◆ AIM OF THE EXERCISE ◆
Repeat the lines below word for word, from the first one through the line containing "POLYGON ((185 102, 191", both ends included.

◆ DATASET RECORDS ◆
————

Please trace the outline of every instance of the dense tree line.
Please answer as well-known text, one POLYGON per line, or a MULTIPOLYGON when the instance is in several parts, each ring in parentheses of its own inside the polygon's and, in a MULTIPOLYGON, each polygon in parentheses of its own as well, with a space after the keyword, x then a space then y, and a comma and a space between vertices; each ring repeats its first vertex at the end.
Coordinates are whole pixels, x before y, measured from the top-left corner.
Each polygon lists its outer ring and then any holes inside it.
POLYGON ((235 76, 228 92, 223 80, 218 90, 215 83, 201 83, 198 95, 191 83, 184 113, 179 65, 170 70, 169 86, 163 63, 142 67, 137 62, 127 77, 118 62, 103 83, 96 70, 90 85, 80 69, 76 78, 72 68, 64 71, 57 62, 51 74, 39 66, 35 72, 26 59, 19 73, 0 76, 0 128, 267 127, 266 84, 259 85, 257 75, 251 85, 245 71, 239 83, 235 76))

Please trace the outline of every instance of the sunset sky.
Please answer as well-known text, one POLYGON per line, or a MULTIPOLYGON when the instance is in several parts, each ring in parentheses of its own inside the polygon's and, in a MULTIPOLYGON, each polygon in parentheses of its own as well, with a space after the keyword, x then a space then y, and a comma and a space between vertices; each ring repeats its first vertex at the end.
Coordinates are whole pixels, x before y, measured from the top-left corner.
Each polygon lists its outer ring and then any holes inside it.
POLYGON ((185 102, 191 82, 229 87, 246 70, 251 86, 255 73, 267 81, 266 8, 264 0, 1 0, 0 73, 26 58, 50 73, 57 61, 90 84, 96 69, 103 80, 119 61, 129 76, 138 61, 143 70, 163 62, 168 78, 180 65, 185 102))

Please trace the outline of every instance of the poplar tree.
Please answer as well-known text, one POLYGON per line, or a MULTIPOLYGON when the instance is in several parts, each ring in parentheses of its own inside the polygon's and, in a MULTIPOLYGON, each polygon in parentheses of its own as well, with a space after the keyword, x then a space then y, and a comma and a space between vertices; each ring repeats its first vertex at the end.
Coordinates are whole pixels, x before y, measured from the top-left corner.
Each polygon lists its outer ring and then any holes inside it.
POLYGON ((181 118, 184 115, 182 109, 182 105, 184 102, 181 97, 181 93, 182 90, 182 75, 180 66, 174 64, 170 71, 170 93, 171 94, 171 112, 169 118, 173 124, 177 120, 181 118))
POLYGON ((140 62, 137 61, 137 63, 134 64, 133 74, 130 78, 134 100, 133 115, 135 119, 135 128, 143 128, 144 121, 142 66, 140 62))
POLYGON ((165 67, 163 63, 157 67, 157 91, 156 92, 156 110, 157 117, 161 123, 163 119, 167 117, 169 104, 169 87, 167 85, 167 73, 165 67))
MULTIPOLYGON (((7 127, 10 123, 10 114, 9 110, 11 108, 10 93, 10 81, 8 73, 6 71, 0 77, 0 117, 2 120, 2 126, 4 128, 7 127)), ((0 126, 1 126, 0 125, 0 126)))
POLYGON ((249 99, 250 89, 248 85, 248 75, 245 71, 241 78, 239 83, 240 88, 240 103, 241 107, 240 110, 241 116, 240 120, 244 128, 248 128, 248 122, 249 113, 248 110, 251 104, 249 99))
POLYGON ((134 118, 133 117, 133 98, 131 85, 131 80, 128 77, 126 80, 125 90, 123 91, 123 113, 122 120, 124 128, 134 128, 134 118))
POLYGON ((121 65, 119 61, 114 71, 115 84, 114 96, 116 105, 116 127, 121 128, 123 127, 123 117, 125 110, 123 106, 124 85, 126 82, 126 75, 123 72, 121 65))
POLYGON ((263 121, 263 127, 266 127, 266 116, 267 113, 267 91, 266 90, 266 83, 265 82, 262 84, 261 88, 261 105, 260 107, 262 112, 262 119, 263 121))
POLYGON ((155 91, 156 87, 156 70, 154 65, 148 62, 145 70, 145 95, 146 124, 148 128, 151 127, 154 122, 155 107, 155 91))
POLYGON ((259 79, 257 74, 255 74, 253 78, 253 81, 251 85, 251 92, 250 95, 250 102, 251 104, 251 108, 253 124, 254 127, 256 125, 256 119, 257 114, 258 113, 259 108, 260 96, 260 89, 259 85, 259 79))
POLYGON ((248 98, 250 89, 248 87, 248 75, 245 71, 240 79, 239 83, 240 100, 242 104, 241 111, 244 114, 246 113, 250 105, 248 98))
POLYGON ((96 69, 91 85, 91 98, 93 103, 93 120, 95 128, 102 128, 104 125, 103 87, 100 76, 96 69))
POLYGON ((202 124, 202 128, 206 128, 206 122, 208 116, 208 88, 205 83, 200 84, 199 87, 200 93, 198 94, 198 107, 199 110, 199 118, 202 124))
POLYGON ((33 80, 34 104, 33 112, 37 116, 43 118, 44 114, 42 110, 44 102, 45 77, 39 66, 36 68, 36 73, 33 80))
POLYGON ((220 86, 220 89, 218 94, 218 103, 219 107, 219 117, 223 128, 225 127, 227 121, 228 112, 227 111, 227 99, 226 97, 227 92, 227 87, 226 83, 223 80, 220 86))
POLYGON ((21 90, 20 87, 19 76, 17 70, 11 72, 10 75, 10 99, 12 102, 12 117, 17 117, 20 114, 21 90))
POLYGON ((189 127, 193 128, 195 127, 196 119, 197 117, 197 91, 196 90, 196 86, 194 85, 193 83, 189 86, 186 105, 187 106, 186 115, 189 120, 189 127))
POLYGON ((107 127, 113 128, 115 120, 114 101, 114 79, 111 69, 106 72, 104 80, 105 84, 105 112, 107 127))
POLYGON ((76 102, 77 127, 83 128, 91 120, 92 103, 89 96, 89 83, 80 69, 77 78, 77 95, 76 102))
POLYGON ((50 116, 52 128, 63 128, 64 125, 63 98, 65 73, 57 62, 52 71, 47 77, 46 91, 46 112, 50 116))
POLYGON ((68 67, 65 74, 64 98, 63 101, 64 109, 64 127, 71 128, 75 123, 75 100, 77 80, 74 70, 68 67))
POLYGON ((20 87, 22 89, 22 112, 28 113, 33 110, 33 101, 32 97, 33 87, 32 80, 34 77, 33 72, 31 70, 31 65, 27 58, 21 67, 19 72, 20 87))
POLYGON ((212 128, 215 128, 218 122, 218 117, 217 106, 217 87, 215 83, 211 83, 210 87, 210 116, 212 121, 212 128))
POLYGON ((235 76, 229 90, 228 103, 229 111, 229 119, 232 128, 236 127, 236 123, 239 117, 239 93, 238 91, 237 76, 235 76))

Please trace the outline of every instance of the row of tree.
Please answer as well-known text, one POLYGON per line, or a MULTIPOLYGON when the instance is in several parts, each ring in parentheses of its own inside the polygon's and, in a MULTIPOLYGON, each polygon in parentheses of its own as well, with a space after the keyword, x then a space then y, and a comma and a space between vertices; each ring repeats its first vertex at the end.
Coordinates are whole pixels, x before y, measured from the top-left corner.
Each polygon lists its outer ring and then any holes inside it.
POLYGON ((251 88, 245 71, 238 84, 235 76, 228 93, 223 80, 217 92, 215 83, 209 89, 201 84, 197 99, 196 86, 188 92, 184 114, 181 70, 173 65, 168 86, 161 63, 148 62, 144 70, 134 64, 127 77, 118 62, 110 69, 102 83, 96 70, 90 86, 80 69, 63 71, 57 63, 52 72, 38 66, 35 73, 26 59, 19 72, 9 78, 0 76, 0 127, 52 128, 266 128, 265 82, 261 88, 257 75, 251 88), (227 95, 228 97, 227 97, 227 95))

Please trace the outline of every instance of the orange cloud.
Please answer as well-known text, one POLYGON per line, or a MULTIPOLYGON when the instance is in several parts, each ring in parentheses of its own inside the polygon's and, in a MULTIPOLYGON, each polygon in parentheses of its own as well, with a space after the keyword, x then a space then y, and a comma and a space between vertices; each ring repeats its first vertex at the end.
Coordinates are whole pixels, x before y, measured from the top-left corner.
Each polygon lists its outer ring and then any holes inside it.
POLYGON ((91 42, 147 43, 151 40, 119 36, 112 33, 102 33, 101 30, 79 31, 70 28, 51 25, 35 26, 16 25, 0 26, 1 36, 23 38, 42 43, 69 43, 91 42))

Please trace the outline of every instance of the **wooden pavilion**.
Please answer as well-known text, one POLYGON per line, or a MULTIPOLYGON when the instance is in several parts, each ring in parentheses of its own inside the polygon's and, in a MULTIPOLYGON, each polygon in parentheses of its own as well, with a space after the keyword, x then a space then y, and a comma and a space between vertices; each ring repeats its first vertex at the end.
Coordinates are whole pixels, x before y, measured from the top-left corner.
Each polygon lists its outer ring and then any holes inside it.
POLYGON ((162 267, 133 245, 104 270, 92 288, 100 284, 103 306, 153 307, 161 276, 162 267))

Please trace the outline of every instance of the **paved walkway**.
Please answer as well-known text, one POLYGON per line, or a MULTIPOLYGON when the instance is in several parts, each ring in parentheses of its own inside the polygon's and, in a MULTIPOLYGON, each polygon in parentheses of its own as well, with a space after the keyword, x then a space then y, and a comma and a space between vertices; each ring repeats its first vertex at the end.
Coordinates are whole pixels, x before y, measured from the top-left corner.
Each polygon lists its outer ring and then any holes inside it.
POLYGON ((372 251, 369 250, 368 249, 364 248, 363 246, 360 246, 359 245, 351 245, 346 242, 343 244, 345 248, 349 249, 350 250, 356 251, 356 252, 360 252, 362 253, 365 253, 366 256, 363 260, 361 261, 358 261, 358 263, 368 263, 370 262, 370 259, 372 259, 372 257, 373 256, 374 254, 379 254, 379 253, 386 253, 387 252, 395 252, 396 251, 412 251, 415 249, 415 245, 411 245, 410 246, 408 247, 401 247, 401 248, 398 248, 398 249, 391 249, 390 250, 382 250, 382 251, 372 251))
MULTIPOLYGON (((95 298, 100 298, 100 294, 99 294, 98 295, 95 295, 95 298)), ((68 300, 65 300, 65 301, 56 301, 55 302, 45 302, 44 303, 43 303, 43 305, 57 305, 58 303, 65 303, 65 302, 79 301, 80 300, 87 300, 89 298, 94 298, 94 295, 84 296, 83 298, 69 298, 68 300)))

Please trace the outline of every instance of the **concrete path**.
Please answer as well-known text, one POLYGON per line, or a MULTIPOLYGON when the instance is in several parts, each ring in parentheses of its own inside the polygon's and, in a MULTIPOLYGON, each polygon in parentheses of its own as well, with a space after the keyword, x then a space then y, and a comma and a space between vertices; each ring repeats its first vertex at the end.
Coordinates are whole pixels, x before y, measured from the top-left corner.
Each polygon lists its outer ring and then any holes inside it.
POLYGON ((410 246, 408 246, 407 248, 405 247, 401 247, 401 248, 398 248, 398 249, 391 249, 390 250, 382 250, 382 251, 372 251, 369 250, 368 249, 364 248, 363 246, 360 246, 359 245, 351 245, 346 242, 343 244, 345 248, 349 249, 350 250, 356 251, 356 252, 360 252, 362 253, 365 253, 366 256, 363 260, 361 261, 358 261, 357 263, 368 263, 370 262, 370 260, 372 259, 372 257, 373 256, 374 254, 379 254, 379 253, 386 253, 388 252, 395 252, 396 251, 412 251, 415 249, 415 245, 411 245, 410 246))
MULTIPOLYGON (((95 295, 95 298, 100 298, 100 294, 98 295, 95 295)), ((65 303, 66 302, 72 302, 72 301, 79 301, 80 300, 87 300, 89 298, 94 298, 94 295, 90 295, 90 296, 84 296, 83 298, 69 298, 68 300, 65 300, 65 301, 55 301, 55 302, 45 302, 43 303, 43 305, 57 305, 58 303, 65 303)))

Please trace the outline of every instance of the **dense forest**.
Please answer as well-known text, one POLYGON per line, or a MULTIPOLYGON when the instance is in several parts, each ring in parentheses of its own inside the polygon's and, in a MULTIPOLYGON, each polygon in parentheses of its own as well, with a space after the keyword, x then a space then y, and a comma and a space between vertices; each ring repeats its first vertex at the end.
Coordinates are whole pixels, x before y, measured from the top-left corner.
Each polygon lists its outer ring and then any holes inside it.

————

◆ FINAL RESULT ◆
Please trace the outline of every instance of the dense tree line.
Please answer as well-known text, one POLYGON per line, or a MULTIPOLYGON when the instance is in several parts, each ring in parentheses of its own inside the polygon's and, in a MULTIPOLYGON, each polygon in parentheses of its own as well, with a space after the keyword, x then a space then y, and a comma and a space between vertices; each ring repeats its first vertex at the end.
Coordinates are whole pixels, x before y, measured from the top-left corner.
Each polygon lists its outer ring and then any holes inside it.
POLYGON ((235 76, 228 92, 223 80, 218 90, 215 83, 201 83, 198 95, 191 83, 184 113, 179 65, 170 70, 169 86, 163 63, 142 67, 137 62, 127 77, 118 62, 103 83, 96 70, 90 85, 80 69, 76 78, 72 68, 64 71, 57 62, 51 74, 39 66, 35 72, 26 59, 19 73, 0 76, 0 128, 267 127, 266 84, 259 85, 257 75, 251 85, 245 71, 239 83, 235 76))

Please trace the outline of every instance of the sunset sky.
Please answer as well-known text, one POLYGON per line, or a MULTIPOLYGON when the instance is in several parts, each ring in parentheses of its own inside the polygon's and, in a MULTIPOLYGON, each polygon in parentheses of its own as well, with a space after the keyword, x then a space then y, and a comma and a space between vertices; each ring repeats its first vertex at the end.
Coordinates are whole pixels, x before y, measured from the top-left corner.
Each polygon lists its outer ring and then any holes inside it.
POLYGON ((185 102, 191 82, 229 87, 246 70, 251 86, 255 73, 267 81, 266 8, 264 0, 1 0, 0 73, 26 58, 50 73, 57 61, 90 84, 96 69, 103 80, 119 61, 129 76, 138 61, 143 70, 163 62, 168 78, 180 65, 185 102))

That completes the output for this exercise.